What to do: Nothing in the records may be altered. Repeat them in full.

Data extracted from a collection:
▬▬▬▬▬▬

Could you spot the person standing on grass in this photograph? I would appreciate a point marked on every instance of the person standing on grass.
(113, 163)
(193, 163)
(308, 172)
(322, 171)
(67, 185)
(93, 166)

▬▬▬▬▬▬

Result of this exercise:
Could you spot the person standing on grass in this photograph? I would appreciate a point marked on every instance of the person standing on grass.
(113, 163)
(193, 163)
(308, 172)
(322, 171)
(67, 185)
(93, 166)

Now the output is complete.